## SELECTED EXTRACT

↓↓↓

|from the July 22, 2012 Newsletter issued from the woods
of the Loess Hill
Region a few miles east of Natchez, Mississippi, USA
LARGUS BUG WITH A PASSENGER
For about a month a certain kind of bug has been very conspicuous running across the ground, climbing among low tree branches -- just about wherever plants occur. At first mostly individual bugs were seen but gradually joined-together, mating couples became more common, until about two weeks ago nearly all the bugs seen were mating, as shown above.

↑↑↑

## WORK ITEM A
Answer these questions about the newsletter excerpt on the Largus bug:
(i) In which region was the newsletter issued, and near what town?
(ii) For about how long had the bug been very conspicuous?
(iii) About two weeks before the newsletter, what were nearly all the bugs seen doing?
## WORK ITEM B
Extend the newsletter excerpt on the Largus bug by a few sentences, picking up right after its last sentence.
The items are separate material, unrelated to the newsletter excerpt.

Point-per-instance localization data:

↓↓↓

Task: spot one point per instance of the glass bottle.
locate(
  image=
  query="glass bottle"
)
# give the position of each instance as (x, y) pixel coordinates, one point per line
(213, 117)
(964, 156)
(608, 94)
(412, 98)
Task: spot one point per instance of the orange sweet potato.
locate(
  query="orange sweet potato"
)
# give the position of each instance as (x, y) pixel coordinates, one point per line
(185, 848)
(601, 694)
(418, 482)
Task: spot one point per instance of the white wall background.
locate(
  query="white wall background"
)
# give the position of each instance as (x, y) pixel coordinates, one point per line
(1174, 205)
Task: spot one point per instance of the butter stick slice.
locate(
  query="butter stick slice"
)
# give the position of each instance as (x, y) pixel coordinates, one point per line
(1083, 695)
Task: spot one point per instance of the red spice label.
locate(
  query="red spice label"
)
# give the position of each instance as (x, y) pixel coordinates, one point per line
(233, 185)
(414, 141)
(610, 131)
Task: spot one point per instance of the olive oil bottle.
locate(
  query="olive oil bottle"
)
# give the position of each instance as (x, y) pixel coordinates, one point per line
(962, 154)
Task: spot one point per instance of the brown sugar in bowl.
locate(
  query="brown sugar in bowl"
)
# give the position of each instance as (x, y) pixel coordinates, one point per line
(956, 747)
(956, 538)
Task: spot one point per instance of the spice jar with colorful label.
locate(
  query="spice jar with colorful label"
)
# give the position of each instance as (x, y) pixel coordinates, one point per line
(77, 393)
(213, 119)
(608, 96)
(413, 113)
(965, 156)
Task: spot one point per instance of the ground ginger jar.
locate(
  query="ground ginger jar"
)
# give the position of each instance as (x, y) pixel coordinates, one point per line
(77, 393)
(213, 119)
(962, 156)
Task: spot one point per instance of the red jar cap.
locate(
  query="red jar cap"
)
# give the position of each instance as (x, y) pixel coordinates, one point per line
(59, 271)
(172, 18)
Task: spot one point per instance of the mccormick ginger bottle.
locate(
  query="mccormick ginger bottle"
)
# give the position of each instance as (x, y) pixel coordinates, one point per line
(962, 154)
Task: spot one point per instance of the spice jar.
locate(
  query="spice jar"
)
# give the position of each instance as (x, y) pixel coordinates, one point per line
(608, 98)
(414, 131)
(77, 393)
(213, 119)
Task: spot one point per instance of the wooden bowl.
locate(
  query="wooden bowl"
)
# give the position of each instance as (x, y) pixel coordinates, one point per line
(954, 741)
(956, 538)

↑↑↑

## ANSWER SECTION A
(i) The Loess Hill Region, a few miles east of Natchez, Mississippi.
(ii) About a month.
(iii) Mating.

## ANSWER SECTION B
These are Largus Bugs, LARGUS SUCCINCTUS. Maybe the most interesting feature of our photo is that atop the larger bug on the right, three tiny, white eggs are visible, as well as a reddish item that must be a newly hatched larva from one of the eggs. Volunteer identifier Bea in Ontario, who figured out that these were Largus Bugs to begin with, on the Internet found pictures of such eggs on Largus Bugs and references to a species of Tachnid fly, genus Trichopoda, who parasitizes Largus Bugs. Tachnid fly species often are used as biological control agents of insects that feed on agricultural and horticultural crops. The adult flies are about the size of an average House Fly. Here is a typical Tachnid fly life cycle:
Females cement eggs to their victim's exteriors, exactly as shown in our photograph. The larvae burrow from the egg directly into the bug's body, with only one larva surviving within each bug. The larva, a maggot, feeds on the living bug, eventually killing it. When the maggot exits the bug's body it drops to the ground and pupates in a dark, reddish-brown puparium. A new generation of adult flies emerges to lay eggs about two weeks later. Each female fly may lay several hundred eggs, and there may be three generations each year, depending on location.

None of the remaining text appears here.